• _Try it_: An exact reproduction of the data below is the required answer.
======== Entries supplied ========
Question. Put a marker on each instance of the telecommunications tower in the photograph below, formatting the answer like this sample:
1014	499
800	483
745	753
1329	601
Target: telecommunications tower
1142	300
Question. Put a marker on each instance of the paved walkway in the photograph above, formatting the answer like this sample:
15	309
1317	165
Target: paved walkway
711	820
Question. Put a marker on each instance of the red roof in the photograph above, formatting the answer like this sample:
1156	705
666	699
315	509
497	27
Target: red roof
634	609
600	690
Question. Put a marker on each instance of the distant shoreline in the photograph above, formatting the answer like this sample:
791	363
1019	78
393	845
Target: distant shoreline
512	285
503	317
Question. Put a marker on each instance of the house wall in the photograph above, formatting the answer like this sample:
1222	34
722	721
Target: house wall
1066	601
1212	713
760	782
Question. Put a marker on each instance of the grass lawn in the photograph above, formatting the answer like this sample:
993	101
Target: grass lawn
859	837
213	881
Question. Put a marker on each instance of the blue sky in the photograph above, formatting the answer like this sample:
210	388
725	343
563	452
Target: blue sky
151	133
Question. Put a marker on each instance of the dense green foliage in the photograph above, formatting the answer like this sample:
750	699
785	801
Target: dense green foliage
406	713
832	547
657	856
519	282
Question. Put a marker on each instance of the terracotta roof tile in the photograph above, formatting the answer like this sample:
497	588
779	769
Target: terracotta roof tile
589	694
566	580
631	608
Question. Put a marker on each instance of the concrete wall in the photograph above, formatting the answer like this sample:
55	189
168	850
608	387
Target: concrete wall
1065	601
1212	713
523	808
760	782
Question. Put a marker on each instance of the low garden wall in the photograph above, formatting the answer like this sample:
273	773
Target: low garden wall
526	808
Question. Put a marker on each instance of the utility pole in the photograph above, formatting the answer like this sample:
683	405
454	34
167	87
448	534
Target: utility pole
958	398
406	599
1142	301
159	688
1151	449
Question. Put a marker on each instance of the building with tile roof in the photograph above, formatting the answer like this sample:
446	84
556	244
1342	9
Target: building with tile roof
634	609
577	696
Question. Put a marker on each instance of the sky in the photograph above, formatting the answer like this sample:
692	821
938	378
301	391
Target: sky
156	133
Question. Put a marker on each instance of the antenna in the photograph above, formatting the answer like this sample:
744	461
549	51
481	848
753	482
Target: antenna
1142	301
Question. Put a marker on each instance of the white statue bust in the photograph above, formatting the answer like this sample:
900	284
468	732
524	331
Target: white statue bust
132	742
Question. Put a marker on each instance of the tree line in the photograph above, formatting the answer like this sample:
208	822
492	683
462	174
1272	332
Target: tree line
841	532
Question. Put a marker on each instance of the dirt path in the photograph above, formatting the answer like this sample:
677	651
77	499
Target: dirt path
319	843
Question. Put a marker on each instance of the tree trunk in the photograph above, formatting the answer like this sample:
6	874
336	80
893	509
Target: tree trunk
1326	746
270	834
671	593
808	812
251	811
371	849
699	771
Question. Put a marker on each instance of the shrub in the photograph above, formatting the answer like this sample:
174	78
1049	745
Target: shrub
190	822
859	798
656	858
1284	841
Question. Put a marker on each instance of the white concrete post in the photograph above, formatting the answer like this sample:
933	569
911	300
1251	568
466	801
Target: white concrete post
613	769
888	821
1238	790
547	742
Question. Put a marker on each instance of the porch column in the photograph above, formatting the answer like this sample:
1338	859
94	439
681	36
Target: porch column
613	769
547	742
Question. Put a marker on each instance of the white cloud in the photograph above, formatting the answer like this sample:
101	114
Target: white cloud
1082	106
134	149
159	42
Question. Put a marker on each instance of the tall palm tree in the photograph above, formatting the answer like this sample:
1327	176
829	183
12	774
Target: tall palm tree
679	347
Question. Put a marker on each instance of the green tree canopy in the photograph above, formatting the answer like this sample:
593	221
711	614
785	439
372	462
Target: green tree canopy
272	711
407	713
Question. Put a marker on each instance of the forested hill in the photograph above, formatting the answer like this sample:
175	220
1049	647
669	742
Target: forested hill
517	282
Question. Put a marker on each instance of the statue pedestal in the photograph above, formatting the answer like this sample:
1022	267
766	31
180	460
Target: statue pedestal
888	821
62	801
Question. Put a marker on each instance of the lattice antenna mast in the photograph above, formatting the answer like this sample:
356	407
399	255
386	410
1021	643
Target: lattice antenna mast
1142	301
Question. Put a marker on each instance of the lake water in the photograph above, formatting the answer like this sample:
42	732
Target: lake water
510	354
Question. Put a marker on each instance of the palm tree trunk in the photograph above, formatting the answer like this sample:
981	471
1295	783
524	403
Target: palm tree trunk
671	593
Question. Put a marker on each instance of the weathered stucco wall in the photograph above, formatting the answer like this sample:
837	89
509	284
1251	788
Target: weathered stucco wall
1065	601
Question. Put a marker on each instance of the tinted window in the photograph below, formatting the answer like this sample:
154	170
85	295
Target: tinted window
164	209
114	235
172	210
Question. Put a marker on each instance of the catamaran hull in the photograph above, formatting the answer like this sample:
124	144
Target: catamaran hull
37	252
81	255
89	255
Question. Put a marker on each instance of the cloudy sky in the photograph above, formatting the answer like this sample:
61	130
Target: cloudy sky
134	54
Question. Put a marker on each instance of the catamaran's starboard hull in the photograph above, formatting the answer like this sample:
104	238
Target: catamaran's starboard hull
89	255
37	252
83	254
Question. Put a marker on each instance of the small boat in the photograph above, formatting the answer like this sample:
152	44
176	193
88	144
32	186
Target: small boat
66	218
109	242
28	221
========
• _Expected answer_:
Question. Put a marker on each instance of the telecommunications tower in the photograph below, formatting the answer like this sample:
1014	499
800	483
745	753
1329	601
Target: telecommunications tower
1142	300
Question. Put a marker on each instance of the paved walkway in the photograph above, formatting the answer like this sample:
15	309
1317	165
Target: paved walkway
711	820
Question. Put a marker on each instance of the red roof in the photograph above, formatting the answer like this sample:
1156	705
666	699
315	509
497	27
Target: red roof
634	609
600	690
Question. Put a marker on each instance of the distant shoreline in the photograph above, formatting the answer like this sample:
791	363
1019	78
393	845
Target: distant shoreline
512	285
503	317
Question. Put a marker on each instance of the house wall in the photograph above, formatting the answer like this sample:
1222	34
722	721
Target: house wall
1066	601
1212	713
760	782
Question. Put a marker on each instance of the grass lawn in the photograph above, formatting the answer like this sample:
993	101
Target: grass lawn
859	837
213	881
Question. Put a marker on each instance of the blue sky in the photograph above, formatting the answer like this sample:
210	388
725	343
563	452
Target: blue sky
151	133
Question. Put a marker on each instance of the dense green foliage in the photograph above, formatting the answer like this sample:
750	699
785	801
Target: dense green foliage
406	713
832	547
657	856
519	282
Question. Put a marker on each instance of the terracotta roof tile in the photograph above, formatting the answer like this sample:
497	588
779	769
Target: terracotta roof tile
589	694
566	580
631	608
Question. Put a marker on each instance of the concrete wall in the photograph above, formatting the answer like this sample:
55	189
168	850
608	387
Target: concrete wall
1065	601
1212	713
523	808
760	782
Question. Put a marker on each instance of the low garden wall in the photograph above, formatting the answer like this sample:
273	773
Target: low garden wall
526	808
Question. Put a marker on each instance of the utility pole in the photograph above, formatting the answer like this sample:
683	405
454	34
167	87
448	534
Target: utility pole
958	398
406	599
1142	301
159	688
1151	449
Question. Put a marker on each instance of the building with tile roof in the photograph above, formatting the answer like this sample:
446	84
556	244
1342	9
Target: building with tile roof
634	609
577	696
Question. Put a marker on each instance of the sky in the photograph above, formatting the answer like this sample:
692	821
938	378
301	391
Target: sky
156	133
Question. Put a marker on each instance of the antenna in the photograph above, formatting the answer like this sample:
744	461
549	51
481	848
753	482
Target: antenna
1142	301
Question. Put a marker on each instance of the white statue bust in the photograph above, formatting the answer like this sample:
900	284
468	732
524	331
Target: white statue bust
132	742
Question. Put a marker on each instance of the tree line in the photograph above, formatting the answer like this sample:
208	822
492	683
462	174
1272	332
Target: tree line
841	532
Question. Put a marker on each instance of the dirt path in the photograph above, formatting the answer like this sample:
677	651
77	499
Target: dirt path
319	843
Question. Put a marker on each instance of the tree trunk in the photograph above, formatting the answer like this sample:
6	874
336	80
893	509
Target: tree trunk
1326	746
270	834
671	593
808	812
251	811
371	849
699	771
Question. Put a marker on each instance of the shrub in the photograph above, formatting the answer like this sample:
174	78
1049	745
Target: shrub
190	822
859	798
656	858
1284	841
Question. Put a marker on each instance of the white concrete post in the photograph above, formatting the answer like this sample:
933	569
911	300
1251	568
466	801
Target: white concrete post
613	769
888	821
1238	790
547	742
Question. Put a marker on each instance of the porch column in the photograph above, formatting the answer like this sample:
1338	859
94	439
681	36
Target: porch column
613	769
547	742
Question. Put a marker on each instance of the white cloud in the photograph above, formatting the answer like this sample:
101	114
Target: white cloud
1082	106
134	149
159	42
Question. Put a marker on each instance of the tall palm tree in the photograph above, formatting the answer like this sample:
1327	176
829	183
12	774
Target: tall palm tree
679	347
Question. Put a marker on each instance of the green tree canopy in the photograph above, formatting the answer like this sample:
593	221
711	614
785	439
372	462
Target: green tree canopy
272	711
407	713
Question. Put a marker on each instance of the forested hill in the photograph above, formatting the answer like this sample:
175	220
1049	647
669	742
Target: forested hill
517	282
Question. Put a marker on each instance of the statue pedestal in the photograph above, formatting the answer like this sample:
1022	267
766	31
180	460
Target: statue pedestal
888	821
62	801
Question. Put a marker on each instance of the lattice antenna mast in the photograph above, formatting the answer like this sample:
356	407
399	255
386	410
1021	643
Target: lattice antenna mast
1142	301
Question. Put a marker on each instance of the lake water in the photograph above, formatting the answer like this sample:
42	732
Target: lake water
510	354
Question. Put a marker on each instance of the palm tree trunk in the photograph above, formatting the answer like this sample:
981	471
1295	783
524	403
Target: palm tree trunk
671	593
Question. Put a marker on each instance of the weathered stucco wall in the photograph above, formatting the answer like this sample:
837	89
509	284
1251	788
Target: weathered stucco wall
1065	601
Question. Put a marker on each instance of the tinted window in the photograph below, formatting the answer like this sample:
154	170
85	295
Target: tinted window
164	209
114	235
172	210
Question. Put a marker on each instance of the catamaran hull in the photograph above, formatting the answer like this sample:
124	144
Target: catamaran hull
37	252
81	255
89	255
Question. Put a marker on each instance of the cloudy sky in the photograph above, formatting the answer like this sample:
61	130
Target: cloudy sky
134	54
Question. Put a marker on each instance of the catamaran's starboard hull in the photograph above, formatting the answer like this sample:
104	238
Target: catamaran's starboard hull
89	255
37	252
83	254
Question. Put a marker on each instance of the small boat in the photograph above, formatting the answer like this sample:
152	44
176	193
88	144
32	186
Target: small boat
66	218
109	242
28	221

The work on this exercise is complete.